(Named object pointing entries)
⁂

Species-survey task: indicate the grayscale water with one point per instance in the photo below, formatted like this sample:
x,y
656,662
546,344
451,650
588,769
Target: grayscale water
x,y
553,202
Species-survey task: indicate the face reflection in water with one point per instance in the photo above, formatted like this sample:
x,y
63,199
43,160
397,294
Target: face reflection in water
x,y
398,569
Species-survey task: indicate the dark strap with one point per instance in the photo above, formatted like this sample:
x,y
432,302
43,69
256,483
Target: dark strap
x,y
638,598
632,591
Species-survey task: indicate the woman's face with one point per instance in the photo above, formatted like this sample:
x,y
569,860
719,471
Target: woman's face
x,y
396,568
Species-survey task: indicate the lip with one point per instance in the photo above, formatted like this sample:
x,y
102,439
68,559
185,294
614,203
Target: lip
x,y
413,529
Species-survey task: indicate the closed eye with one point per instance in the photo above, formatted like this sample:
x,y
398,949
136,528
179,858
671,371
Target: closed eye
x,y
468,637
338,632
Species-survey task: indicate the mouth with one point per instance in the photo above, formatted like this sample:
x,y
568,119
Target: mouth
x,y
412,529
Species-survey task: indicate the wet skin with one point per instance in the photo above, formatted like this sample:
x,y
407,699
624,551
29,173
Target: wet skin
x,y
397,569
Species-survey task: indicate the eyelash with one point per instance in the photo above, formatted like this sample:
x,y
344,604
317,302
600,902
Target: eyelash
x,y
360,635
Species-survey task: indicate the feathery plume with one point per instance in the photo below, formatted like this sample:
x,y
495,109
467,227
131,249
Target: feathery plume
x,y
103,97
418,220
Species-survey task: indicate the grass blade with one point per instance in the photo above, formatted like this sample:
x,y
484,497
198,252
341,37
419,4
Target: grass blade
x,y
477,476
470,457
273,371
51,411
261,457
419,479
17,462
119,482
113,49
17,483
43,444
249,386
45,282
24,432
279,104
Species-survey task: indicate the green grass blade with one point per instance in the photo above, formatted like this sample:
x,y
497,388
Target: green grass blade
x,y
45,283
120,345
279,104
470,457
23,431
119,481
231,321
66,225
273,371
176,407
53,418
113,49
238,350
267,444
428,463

⁂

| What the task requires |
In full and verbatim, repeat the records given above.

| The result |
Species-survey task: indicate the grayscale water with one point per instance in the photo below, formatted like this sample:
x,y
656,662
546,344
451,650
588,769
Target: grayscale water
x,y
553,202
Species-survey task: indicate the face reflection in water with one point per instance in the photo above, formatted like this sample:
x,y
63,199
43,160
397,294
Target: face reflection in water
x,y
398,569
Species-survey task: indicate the dark strap with one point per instance in the photo above, formatted like this sample:
x,y
432,302
43,69
256,483
Target: dark strap
x,y
638,598
632,591
Species-survey task: indicate the woman's face with one point per instance in the photo above, formatted like this sample:
x,y
569,860
719,471
Target: woman's face
x,y
396,568
Species-survey task: indicate the lip with one point per instance in the photo above, formatted like this sample:
x,y
102,439
68,559
185,294
614,203
Target: lip
x,y
413,529
Species-survey task: indicate the closed eye with one point per instance in the photo above, formatted like this sample:
x,y
398,949
136,528
179,858
671,371
Target: closed eye
x,y
468,637
338,632
Species-survey task: indicate the mouth with one point per instance in the photo above, formatted like this sample:
x,y
568,119
Target: mouth
x,y
412,529
Species-survey task: indicate the wet skin with one point per instance in the photo above, formatted like this sample:
x,y
407,699
624,551
29,173
Target: wet skin
x,y
397,569
Species-survey task: indicate the eyelash with one point per instance in the photo above, formatted like this sample:
x,y
344,604
317,302
600,902
Target: eyelash
x,y
360,635
Species-survey task: indicate the feathery plume with one point per instance in the photo below, formatted like this sample:
x,y
495,109
467,227
131,249
Target: feathery plume
x,y
103,97
418,220
Species-survey task: indicate the grass blade with one point per instance in the photo above, formatted like this sample:
x,y
484,497
198,252
341,37
419,4
Target: grass blade
x,y
477,476
470,457
273,371
51,411
261,457
419,479
17,462
119,482
113,49
17,483
43,444
249,386
45,282
24,432
279,104
Species-survey task: indicate the green grass blade with one point per instance in the photo above, formatted like this sample:
x,y
497,388
Target: green grass blade
x,y
45,283
120,345
279,104
470,457
23,431
119,481
231,321
66,225
273,371
176,407
53,418
113,49
238,350
267,444
428,463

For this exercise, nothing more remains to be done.